▸ Trecho do documento:

====

Sabina, ou Martínez, conheceu o trabalho de Drexler na capital uruguaia, onde fazia concerto. “Eu tocava na abertura do show dele no Uruguai, lá em Montevidéu”, recorda Drexler. Na noite rememorada na canção, após o show, eles saíram para tomar algo, e o músico espanhol fez a tal proposta que “mudaria a vida inteira” do uruguaio, como diz a canção.
“Depois do show, saímos para beber, e, durante o papo, ele me convidou a acompanhá-lo em Madri, em sua turnê”, conta Drexler, lembrando que a decisão de viajar para a Europa mudou completamente o seu destino, afinal, até aquele encontro, Drexler ainda se dividia entre a medicina e a música, que a partir daquele dia tomou sua vida por completo.
E a mudança foi definitiva: até hoje o músico vive na capital espanhola, de onde sai para suas turnês ao redor do mundo desde que se tornou um músico de proporções internacionais. “Para nomear a quem estou agradecido, vamos dizer que falo de Martinez”, termina a canção.

====

▸ Dados de indicação de regiões:
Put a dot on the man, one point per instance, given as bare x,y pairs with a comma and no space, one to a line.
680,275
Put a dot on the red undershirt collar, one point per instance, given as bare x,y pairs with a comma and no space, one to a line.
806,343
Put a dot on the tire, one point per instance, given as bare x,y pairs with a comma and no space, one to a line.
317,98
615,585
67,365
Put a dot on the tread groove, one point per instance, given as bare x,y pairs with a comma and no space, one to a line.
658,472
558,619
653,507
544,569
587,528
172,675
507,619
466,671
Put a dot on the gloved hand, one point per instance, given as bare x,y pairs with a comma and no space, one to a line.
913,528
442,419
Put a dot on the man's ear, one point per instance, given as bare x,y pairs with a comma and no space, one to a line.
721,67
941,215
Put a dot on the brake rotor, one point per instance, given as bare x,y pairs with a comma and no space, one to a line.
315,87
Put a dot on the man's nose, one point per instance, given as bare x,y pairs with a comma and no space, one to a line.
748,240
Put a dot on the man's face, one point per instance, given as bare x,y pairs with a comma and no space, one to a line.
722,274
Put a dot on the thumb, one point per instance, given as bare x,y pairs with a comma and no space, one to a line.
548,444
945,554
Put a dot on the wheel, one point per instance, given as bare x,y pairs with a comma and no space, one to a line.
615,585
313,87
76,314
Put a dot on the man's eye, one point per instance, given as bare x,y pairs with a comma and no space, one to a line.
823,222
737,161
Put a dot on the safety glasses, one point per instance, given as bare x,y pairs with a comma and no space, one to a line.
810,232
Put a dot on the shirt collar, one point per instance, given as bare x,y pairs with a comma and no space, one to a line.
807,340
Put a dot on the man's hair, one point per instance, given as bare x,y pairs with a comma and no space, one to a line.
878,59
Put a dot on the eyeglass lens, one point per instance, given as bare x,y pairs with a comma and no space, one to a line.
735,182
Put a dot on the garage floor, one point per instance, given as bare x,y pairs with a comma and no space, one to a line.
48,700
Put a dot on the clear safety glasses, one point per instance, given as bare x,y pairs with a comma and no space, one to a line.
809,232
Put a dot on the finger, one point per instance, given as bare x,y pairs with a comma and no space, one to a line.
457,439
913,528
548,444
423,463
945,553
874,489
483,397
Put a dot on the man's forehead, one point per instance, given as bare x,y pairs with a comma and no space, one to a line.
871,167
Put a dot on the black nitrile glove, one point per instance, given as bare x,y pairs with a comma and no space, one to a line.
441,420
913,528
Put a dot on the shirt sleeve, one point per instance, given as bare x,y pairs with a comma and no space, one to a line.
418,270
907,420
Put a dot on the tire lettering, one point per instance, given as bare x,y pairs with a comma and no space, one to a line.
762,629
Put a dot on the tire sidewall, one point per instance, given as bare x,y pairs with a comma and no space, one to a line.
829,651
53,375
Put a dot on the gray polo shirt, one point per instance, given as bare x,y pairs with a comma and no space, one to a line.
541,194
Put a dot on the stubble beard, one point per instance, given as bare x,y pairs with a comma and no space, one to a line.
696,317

====

▸ Instruções do exercício:
1. Pode reproduzir tudo de "E a mudança" até "termina a canção." no trecho sobre Drexler, renomeando "capital espanhola" como "Madri"?
2. Segundo o trecho sobre Drexler, por que a decisão de viajar para a Europa mudou completamente o destino dele?
Os registros vêm de outra fonte.

▸ Tarefas resolvidas:
1.
E a mudança foi definitiva: até hoje o músico vive na Madri, de onde sai para suas turnês ao redor do mundo desde que se tornou um músico de proporções internacionais. “Para nomear a quem estou agradecido, vamos dizer que falo de Martinez”, termina a canção.

2. Porque, até aquele encontro, Drexler ainda se dividia entre a medicina e a música. A partir daquele dia, a música tomou sua vida por completo.